> _EXTRACTED DATA_
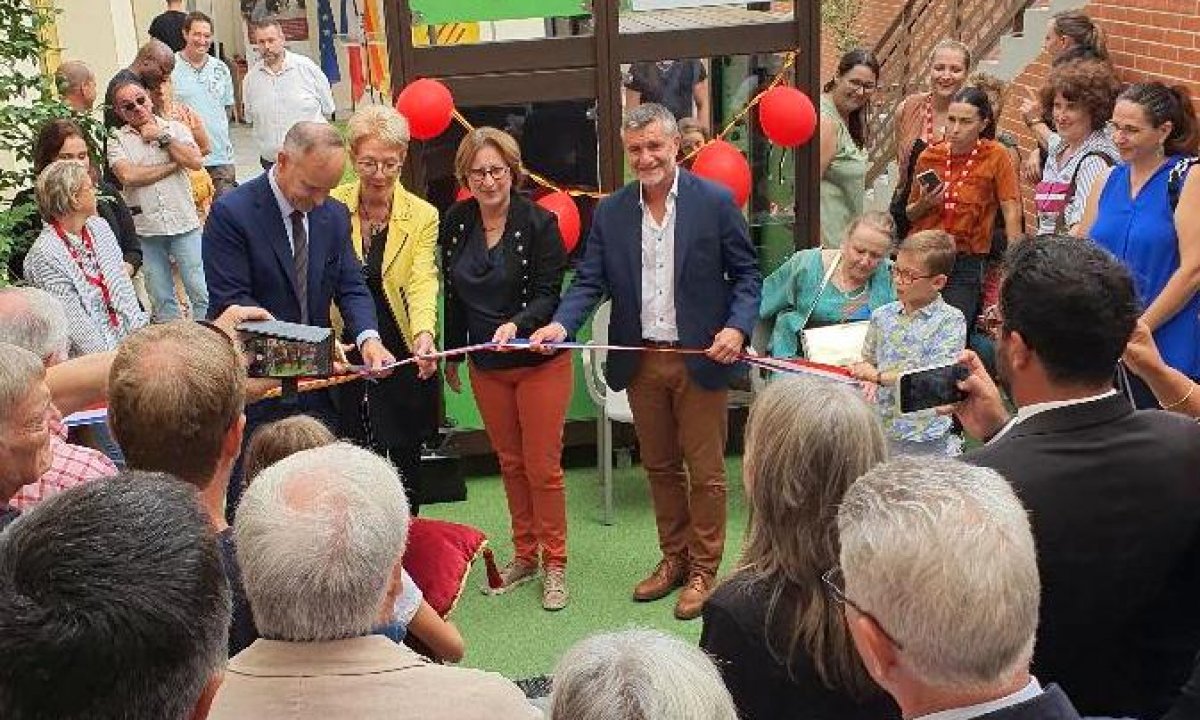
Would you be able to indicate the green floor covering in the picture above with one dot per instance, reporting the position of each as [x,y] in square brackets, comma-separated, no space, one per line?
[511,634]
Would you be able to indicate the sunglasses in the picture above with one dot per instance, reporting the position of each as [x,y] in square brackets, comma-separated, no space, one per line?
[138,102]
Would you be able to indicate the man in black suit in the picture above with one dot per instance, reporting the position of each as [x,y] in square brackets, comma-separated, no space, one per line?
[939,581]
[1114,495]
[275,243]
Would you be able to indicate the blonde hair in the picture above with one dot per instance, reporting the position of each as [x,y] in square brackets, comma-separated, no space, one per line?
[58,189]
[807,442]
[480,138]
[275,441]
[382,123]
[936,250]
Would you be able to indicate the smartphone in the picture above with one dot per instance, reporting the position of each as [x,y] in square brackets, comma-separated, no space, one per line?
[930,387]
[929,180]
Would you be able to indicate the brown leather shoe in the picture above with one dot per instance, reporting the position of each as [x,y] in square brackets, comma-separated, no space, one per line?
[667,576]
[691,599]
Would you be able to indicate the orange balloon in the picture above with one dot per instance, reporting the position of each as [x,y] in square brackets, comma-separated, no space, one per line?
[723,162]
[563,205]
[427,106]
[787,117]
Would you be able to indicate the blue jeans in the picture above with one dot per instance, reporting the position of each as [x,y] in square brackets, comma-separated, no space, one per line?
[156,255]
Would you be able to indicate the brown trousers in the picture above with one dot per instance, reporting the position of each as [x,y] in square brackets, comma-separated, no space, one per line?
[523,411]
[679,425]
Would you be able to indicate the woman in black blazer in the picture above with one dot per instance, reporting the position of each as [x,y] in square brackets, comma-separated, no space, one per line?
[503,263]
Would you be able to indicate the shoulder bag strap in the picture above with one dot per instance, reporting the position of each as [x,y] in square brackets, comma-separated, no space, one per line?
[825,282]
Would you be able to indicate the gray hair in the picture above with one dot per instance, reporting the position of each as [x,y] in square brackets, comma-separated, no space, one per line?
[382,123]
[58,186]
[318,537]
[19,371]
[941,555]
[651,112]
[639,675]
[307,136]
[36,321]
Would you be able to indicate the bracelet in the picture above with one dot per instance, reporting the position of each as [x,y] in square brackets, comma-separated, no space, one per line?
[1182,400]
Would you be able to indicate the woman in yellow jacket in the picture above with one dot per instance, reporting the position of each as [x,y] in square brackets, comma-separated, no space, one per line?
[395,235]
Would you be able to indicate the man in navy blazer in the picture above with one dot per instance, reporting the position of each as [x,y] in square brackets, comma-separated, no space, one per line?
[673,253]
[1113,492]
[275,243]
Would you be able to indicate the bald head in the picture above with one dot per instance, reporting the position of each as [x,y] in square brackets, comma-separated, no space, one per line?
[311,163]
[36,321]
[77,84]
[154,63]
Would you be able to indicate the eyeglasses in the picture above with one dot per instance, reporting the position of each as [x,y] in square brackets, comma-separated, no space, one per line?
[496,173]
[862,85]
[906,276]
[137,102]
[990,322]
[1126,130]
[834,583]
[369,167]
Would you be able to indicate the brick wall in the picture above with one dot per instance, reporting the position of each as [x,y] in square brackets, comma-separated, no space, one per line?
[1147,39]
[874,19]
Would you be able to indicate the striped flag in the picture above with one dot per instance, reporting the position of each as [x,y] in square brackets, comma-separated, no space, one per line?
[328,48]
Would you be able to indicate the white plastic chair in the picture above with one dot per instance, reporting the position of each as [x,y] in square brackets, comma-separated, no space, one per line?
[612,406]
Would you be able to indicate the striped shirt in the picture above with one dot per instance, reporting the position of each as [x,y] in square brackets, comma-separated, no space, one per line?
[1054,197]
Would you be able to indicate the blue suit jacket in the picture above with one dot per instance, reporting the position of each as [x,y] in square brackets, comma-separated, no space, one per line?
[247,261]
[717,277]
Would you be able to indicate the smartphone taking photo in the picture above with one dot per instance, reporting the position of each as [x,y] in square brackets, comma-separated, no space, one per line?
[929,180]
[930,387]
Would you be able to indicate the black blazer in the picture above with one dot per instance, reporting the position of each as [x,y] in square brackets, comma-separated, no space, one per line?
[535,262]
[1114,499]
[1051,705]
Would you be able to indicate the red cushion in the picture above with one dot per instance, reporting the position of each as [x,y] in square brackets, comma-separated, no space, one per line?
[438,557]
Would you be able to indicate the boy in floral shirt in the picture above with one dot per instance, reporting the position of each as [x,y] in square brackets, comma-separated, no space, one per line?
[918,330]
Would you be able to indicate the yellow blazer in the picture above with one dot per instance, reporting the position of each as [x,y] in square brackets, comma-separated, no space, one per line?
[409,270]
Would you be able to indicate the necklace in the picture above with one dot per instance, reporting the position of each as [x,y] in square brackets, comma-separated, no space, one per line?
[953,186]
[95,279]
[928,136]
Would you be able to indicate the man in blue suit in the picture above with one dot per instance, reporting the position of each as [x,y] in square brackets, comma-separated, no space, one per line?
[673,253]
[276,244]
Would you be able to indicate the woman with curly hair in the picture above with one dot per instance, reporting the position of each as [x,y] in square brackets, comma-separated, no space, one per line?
[1080,95]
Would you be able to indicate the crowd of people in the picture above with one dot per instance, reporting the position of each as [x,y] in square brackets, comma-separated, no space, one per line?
[222,553]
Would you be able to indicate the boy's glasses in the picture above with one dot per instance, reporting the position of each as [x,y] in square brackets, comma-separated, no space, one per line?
[906,276]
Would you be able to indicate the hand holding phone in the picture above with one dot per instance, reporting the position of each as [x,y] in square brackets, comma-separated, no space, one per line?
[930,387]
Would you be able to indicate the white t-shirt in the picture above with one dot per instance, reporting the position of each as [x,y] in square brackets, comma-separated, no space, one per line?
[274,102]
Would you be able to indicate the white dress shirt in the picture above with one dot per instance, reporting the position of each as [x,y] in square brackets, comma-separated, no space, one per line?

> _ACTIVITY_
Drop the images and quote the entries word for word.

> _RESULT_
Would you be able to indicate the green floor covering in the picture above with one dot per instance, reporting the position of each as [x,y] in square brackets, comma-separated, no space, one per line?
[511,634]
Would you be able to indicate the sunglasses in the picture above with one dot per instance, reporting the position of each as [x,y] in square brackets, comma-separated, no space, one per line?
[138,102]
Would you be able to indicate the man in black suit in the picture above with one dot per instance, reporting the position of each as [x,y] in square brackets, comma-separated, no space, one per line?
[939,581]
[1114,495]
[275,243]
Would you be able to indicate the blonde hair in the picture above with one dot per instance, reporting the position of each as [x,y] in square brackets, comma-separated, no space, one per line?
[58,189]
[807,442]
[480,138]
[275,441]
[382,123]
[936,250]
Would you be able to indicate the smartphone in the picture above with one dot per instance, reporting the position of each as [x,y] in square brackets, comma-separated, no space, one per line?
[930,387]
[929,180]
Would you be able to indicate the brown leather shoe in the picture above with one dot per instance, reporting the position of each as [x,y] in square brackets, comma-separated, no space, one per line?
[667,576]
[691,599]
Would you be able to indicate the orange balloon in the picture above with one dot per instance, reporting the position of each as [x,y] in square brackets, comma-separated, no space, one per line?
[723,162]
[563,205]
[427,106]
[787,117]
Would you be able to indicate the blue jeans in the picture above with one dot per instance, reporting the position of each as [x,y] in square brackets, comma-separated, no space, one per line?
[156,255]
Would you be able to indicate the brown trousers in the picture above with one dot per instance, reporting the position of each as [x,y] in square brackets, comma-separated, no space, one per line?
[523,411]
[679,425]
Would you be able to indicate the woman in black blazer in the picture above with one dot per instance, reporting the position of each as [x,y] in square brackets, comma-separated, no space, one per line?
[503,263]
Would you be able to indicate the shoulder bag strap in the picture above with one dot per instance, reporting the position of each as [x,y] in square brackets, comma-separated, no space, one per line?
[825,282]
Would you be able to indicate the gray hair in the picture above with one dot per instance, reporting the position of each as [x,y] in square brackets, comma-separated, no space, one per line?
[382,123]
[58,186]
[318,537]
[19,371]
[941,555]
[651,112]
[639,675]
[307,136]
[36,321]
Would you be able to indicate the bracelet in the picture above with one dot per instance, reporting the position of each as [x,y] in square brackets, comma-separated, no space, one per line?
[1182,400]
Would you be able to indicate the woman in yellow jacket in the picture above with one dot per instance, reporting the position of each as [x,y] in square brackets, comma-separated, no space, one per line?
[395,235]
Would you be able to indicate the man in navy blazer in the picture above with one dot per instance, reporting the position of each as [x,y] in square brackets, comma-separated, no space, one per line?
[673,253]
[1113,492]
[275,243]
Would you be able to indicate the bald head in the picture above with one dot per instance, reporting the position of each as [x,y] in square brackets, comma-separated, no space, one per line?
[311,163]
[36,321]
[77,84]
[154,63]
Would you be able to indicate the eyeglasses in the picture above with one dot per instance, reporting the position of each as [x,y] in square brackets, comma-separated, no space, one per line?
[496,173]
[862,85]
[906,276]
[137,102]
[990,322]
[1126,130]
[834,583]
[369,167]
Would you be able to indicate the brick wall in the picture above with one dot per instance, reporting the position of each as [x,y] in square brackets, comma-separated, no space, one per line?
[1147,39]
[874,19]
Would you be able to indicate the striped flag in the picture above with one dot per instance, reporting the position of each as [x,y] in square brackets, comma-separated, no space, one per line?
[328,48]
Would you be able to indicate the white plastic chair in the picture above with one dot per instance, reporting the position of each as [x,y] in square brackets, comma-separated, no space, one per line?
[612,406]
Would you be able to indicate the striped shirt in the picture above with one dot per instance, reporting the position of each as [x,y] in square brackets, comma-separated, no space, one per line?
[1054,197]
Would you be able to indicate the blue suit jacket in the picture above with one dot per instance, reporting the position of each as [x,y] in square brackets, comma-separated, no space, one per line?
[247,261]
[717,277]
Would you be able to indicate the smartphone taking photo in the picture above with one dot per instance, reporting the position of each as [x,y] in square brackets, comma-separated, no space, one per line?
[929,180]
[930,387]
Would you be able to indicate the black blazer in the picture above with one dot per instance, reporting the position of each as [x,y] in square brackets, comma-separated, no space, one per line?
[535,262]
[1114,499]
[1051,705]
Would you be able to indicate the red cushion in the picture above with one dot per instance, reporting the position of each as [x,y] in square brackets, comma-separated, no space, one per line?
[438,557]
Would you be able to indicate the boy in floral shirt in the picture above with one dot per instance, reporting the position of each as [x,y] in square brackets, comma-separated, no space, one per line?
[918,330]
Would you be able to indicate the yellow blazer in the picture above with one dot per instance, reporting the position of each as [x,y] in square brackets, comma-separated, no space, one per line?
[409,270]
Would you be able to indicate the necklace in the picture above with one dot per instance, reporting the position of each as [x,y] in square brackets, comma-separated, no space, one per line?
[953,186]
[95,279]
[928,136]
Would you be able to indicate the man in blue suit in the picture above with one dot per instance, reporting the position of each as [x,y] in square brackets, comma-separated, no space, one per line?
[673,253]
[276,244]
Would you be able to indicate the woman with curly hair in the picture above with one dot per instance, reporting the position of each as [x,y] in square brackets, comma-separated, no space, one per line?
[1080,95]
Would you be able to indicate the crowd of people in the picture above with one dot per instance, reporting the position of each as [x,y] in square brackets, comma-separated, no space, one per line?
[222,553]
Would you be able to indicate the boy's glasses in the picture above with one dot per instance, reporting the position of each as [x,y] in square brackets, comma-separated, no space, one per line?
[906,276]
Would you be able to indicate the hand holding phone in the picture above with one dot per instance, reporting the position of each as [x,y] in square brackets, comma-separated, no space, one per line?
[930,387]
Would you be able to indicate the white t-shirt in the picture above with one dot per instance, reporting the position of each as [x,y] in square brackets, comma-separated, no space, one per line?
[274,102]
Would you be able to indicate the white dress shirt in the picture above with one dot per instance, reporting the position of each as [x,y] in square brackets, comma-separated, no space, one per line?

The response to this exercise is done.